REQUIREMENT: Reproduce the lines of the material below verbatim, from the line with "I'd appreciate your help finding the iron" up to and including the line with "[617,86,1023,819]".

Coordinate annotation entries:
──────
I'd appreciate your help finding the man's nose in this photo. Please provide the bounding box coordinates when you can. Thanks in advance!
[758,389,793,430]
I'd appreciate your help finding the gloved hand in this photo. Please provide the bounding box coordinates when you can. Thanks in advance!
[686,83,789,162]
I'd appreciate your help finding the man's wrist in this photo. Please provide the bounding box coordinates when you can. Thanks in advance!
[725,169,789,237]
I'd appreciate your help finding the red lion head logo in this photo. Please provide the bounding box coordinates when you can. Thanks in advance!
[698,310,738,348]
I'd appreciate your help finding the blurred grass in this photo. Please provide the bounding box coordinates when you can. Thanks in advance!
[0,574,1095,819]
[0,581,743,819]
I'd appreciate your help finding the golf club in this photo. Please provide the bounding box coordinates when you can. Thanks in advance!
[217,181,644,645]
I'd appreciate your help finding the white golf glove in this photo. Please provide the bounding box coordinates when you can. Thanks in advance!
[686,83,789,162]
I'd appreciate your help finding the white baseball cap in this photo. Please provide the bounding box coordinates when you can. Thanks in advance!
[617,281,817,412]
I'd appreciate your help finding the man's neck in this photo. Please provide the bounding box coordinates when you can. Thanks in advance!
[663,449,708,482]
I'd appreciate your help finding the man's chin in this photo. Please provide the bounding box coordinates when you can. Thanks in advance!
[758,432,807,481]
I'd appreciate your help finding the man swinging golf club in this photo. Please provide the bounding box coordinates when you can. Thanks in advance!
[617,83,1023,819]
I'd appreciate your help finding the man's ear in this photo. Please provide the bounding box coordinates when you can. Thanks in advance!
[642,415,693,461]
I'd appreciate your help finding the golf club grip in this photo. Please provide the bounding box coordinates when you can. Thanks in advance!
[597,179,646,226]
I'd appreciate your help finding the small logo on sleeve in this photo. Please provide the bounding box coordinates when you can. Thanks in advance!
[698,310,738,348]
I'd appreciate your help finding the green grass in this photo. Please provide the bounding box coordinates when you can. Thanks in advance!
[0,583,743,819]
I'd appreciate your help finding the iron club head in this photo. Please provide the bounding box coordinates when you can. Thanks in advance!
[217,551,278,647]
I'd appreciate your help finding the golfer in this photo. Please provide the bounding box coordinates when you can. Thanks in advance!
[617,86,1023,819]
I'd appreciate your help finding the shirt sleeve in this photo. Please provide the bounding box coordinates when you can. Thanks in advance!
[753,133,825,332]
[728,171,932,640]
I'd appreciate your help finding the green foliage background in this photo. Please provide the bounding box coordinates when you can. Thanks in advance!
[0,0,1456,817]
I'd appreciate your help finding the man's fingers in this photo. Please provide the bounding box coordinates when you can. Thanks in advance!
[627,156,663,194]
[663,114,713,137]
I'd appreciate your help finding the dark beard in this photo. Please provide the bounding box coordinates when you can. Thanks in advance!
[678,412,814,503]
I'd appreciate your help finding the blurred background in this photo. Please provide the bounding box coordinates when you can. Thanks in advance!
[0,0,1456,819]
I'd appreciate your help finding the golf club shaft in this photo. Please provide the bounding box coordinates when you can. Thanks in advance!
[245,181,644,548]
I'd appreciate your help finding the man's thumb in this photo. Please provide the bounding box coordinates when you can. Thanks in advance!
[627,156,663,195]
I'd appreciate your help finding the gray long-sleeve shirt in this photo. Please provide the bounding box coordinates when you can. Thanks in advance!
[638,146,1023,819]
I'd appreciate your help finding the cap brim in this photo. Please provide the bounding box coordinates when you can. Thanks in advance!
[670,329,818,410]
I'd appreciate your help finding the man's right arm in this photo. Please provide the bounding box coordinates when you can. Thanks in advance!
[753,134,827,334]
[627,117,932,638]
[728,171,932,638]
──────
ANSWER IN FULL:
I'd appreciate your help finding the iron club head in this photo. Please provide the bounding box coordinates when you can. Thanks in advance!
[217,551,278,647]
I'd appreciate your help finding the golfer in this photo. Please provide the bounding box coordinates when you can. Thanks in advance!
[617,86,1023,819]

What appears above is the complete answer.